» Data excerpts:
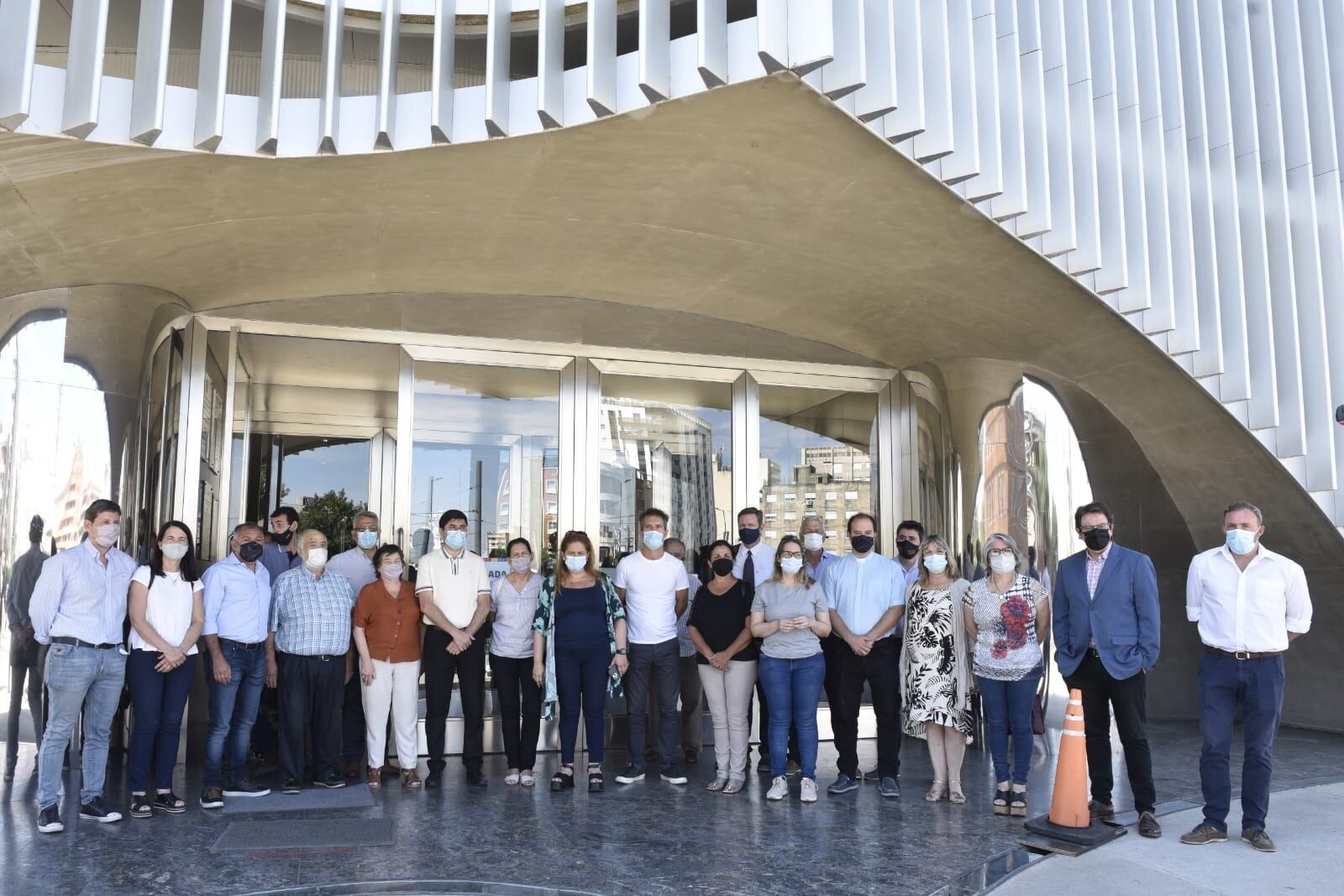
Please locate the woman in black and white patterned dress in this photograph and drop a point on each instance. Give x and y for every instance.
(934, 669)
--
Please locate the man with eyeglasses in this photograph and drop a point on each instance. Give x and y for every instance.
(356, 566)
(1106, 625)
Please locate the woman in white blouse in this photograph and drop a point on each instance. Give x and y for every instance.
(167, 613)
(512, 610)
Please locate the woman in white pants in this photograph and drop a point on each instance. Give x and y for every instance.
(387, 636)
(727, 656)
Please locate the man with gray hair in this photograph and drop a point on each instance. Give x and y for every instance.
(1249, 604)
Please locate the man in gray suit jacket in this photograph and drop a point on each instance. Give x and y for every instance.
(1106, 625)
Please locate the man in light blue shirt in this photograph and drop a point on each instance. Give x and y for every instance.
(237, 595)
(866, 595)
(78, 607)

» Work required:
How many lines in the data above contain the string "gray"? Reply with the number alone.

» Solution to the exercise:
2